(Data records)
-- Opening Marker --

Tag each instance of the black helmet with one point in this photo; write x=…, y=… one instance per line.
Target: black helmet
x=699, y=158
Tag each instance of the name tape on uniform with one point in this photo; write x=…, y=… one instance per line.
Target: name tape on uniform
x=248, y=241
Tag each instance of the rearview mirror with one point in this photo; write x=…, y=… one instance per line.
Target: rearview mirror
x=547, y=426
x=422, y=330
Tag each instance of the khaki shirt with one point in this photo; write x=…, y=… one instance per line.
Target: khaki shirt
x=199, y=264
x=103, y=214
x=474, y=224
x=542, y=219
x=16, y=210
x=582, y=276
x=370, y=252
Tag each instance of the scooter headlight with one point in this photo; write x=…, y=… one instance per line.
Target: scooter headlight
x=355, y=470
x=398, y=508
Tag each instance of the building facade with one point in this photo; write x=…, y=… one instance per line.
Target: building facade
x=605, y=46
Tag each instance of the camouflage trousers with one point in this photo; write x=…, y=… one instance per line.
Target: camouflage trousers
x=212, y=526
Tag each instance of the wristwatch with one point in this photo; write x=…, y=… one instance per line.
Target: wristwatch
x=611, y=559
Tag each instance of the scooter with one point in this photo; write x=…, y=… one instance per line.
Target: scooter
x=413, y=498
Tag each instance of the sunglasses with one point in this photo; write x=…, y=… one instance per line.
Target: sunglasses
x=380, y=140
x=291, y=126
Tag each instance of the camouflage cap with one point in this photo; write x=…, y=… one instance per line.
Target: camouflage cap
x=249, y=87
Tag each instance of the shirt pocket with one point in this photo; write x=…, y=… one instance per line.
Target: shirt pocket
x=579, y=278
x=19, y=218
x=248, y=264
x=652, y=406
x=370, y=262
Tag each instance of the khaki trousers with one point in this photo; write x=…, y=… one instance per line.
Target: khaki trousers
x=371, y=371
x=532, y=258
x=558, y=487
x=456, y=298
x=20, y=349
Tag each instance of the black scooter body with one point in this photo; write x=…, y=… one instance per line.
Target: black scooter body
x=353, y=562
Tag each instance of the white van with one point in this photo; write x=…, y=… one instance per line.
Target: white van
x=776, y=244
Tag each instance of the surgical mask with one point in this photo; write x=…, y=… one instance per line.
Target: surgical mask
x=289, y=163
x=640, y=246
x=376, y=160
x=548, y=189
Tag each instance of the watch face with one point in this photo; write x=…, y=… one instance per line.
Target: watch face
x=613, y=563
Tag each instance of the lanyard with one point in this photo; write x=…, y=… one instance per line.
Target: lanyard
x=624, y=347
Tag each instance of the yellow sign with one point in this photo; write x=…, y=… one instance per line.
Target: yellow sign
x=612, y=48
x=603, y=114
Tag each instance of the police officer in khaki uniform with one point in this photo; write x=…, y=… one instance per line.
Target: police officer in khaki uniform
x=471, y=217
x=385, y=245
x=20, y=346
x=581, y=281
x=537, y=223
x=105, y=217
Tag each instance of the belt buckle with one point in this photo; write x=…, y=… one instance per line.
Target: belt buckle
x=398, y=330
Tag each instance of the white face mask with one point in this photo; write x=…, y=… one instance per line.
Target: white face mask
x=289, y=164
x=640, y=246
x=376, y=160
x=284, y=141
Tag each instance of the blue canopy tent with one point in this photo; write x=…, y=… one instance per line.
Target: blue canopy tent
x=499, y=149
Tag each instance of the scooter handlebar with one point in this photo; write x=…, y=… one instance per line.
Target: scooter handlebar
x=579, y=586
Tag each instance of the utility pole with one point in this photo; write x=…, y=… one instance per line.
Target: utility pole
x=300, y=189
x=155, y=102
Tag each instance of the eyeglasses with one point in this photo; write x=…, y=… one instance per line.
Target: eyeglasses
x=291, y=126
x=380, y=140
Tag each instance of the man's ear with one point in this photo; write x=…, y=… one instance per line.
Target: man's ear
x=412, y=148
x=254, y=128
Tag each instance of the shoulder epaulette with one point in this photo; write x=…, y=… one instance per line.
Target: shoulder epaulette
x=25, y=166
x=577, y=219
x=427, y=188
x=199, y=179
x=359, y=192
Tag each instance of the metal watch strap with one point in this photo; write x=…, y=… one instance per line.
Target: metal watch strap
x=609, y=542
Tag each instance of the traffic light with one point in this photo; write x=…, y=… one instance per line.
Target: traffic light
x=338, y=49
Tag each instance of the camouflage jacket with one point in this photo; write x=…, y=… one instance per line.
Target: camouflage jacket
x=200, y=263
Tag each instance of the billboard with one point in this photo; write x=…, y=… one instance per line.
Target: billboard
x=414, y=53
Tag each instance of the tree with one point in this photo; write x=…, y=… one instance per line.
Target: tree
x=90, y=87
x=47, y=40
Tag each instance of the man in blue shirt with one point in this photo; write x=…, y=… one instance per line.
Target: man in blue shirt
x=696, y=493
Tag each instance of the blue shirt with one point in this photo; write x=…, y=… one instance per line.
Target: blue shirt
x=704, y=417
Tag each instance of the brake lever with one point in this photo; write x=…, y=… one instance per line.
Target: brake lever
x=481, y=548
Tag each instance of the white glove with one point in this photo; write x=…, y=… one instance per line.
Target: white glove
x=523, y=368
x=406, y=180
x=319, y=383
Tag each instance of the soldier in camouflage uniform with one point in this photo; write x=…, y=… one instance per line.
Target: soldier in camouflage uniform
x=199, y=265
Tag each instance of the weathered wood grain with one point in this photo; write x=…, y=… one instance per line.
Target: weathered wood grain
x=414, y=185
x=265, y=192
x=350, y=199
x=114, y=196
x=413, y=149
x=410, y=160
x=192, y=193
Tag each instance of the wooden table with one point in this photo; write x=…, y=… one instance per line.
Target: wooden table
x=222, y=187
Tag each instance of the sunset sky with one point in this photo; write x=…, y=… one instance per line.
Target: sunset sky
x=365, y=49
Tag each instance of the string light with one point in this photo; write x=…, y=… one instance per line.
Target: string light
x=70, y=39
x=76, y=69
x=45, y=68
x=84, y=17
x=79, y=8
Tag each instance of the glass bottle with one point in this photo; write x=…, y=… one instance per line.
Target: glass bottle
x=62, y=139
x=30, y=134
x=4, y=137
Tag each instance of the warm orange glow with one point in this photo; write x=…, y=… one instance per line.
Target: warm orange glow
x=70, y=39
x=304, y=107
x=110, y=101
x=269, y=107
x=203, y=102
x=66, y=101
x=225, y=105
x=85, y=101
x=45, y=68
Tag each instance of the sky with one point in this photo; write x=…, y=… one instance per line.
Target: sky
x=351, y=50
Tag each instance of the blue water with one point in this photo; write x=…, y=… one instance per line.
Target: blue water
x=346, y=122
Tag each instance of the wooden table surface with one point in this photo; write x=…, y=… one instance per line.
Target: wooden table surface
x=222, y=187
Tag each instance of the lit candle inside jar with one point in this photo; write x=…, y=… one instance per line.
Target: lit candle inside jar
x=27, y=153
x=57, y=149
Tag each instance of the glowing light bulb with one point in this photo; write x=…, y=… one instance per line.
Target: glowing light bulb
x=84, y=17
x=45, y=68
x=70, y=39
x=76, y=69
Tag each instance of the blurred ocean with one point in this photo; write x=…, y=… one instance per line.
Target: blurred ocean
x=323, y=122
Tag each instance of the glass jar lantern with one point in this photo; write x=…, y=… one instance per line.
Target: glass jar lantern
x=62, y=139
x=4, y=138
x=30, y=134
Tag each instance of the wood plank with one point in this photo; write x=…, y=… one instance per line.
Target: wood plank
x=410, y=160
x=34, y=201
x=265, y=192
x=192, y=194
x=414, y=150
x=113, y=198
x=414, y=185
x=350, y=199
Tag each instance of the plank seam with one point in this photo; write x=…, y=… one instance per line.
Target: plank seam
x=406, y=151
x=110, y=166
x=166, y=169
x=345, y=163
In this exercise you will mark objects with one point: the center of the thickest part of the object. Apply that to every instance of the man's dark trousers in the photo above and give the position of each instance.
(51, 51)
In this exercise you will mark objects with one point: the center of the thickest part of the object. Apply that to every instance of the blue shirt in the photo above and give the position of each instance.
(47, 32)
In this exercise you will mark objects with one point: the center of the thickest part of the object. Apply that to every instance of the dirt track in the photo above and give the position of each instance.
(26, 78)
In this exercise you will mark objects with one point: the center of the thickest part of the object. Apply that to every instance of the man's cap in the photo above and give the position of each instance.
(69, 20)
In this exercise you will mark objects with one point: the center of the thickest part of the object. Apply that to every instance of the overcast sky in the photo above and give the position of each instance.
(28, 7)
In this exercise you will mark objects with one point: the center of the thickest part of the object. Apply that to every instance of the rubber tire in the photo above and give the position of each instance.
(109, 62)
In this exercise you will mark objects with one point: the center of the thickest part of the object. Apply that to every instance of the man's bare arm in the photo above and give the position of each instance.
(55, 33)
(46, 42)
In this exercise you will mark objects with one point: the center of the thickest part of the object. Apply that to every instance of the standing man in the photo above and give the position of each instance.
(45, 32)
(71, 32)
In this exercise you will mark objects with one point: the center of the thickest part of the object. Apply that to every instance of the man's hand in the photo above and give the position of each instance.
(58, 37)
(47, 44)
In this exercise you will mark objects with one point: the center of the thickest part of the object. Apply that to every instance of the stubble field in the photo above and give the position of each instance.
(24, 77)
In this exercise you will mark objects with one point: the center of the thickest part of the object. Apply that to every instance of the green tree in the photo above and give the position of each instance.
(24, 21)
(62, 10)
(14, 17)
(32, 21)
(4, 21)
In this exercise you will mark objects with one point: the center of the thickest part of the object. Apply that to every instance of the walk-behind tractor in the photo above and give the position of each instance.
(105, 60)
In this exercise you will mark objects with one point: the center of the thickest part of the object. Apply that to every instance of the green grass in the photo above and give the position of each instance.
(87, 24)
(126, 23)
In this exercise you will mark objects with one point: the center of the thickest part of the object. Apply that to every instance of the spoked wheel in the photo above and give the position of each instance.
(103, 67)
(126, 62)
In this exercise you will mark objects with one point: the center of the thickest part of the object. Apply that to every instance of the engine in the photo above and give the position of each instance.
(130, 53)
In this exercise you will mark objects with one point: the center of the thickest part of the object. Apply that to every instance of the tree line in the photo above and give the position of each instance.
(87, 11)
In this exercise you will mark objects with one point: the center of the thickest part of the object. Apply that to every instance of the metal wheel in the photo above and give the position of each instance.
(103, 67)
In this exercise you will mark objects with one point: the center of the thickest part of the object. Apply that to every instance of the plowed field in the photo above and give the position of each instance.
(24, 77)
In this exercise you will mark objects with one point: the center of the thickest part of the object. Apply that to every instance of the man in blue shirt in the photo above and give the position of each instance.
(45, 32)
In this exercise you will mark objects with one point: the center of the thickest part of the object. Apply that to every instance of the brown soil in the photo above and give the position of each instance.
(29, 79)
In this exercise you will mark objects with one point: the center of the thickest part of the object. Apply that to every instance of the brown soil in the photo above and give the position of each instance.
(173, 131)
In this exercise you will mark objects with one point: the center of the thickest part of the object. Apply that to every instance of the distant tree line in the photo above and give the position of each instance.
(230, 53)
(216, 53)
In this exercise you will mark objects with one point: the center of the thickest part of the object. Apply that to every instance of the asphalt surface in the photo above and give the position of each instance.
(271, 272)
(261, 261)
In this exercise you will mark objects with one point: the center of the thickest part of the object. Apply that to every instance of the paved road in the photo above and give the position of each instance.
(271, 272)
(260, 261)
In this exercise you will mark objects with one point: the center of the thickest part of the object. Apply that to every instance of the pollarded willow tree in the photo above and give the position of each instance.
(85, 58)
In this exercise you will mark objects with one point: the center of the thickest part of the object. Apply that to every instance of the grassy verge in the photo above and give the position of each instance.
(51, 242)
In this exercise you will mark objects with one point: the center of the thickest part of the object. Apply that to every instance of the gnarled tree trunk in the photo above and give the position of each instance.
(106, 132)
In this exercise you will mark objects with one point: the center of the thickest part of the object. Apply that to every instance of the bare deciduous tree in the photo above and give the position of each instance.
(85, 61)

-- Closing Marker --

Up to and including the line that holds "Tag each instance of the rearview", reproduce the records above exactly from their first line, and give nothing else.

**Result of the task:**
Tag each instance of the black helmet with one point in this photo; write x=…, y=… one instance per line.
Target: black helmet
x=699, y=158
Tag each instance of the name tape on uniform with one point in this photo; write x=…, y=… one instance per line.
Target: name tape on uniform
x=248, y=241
Tag each instance of the rearview mirror with one point in this photo; write x=…, y=… one instance per line.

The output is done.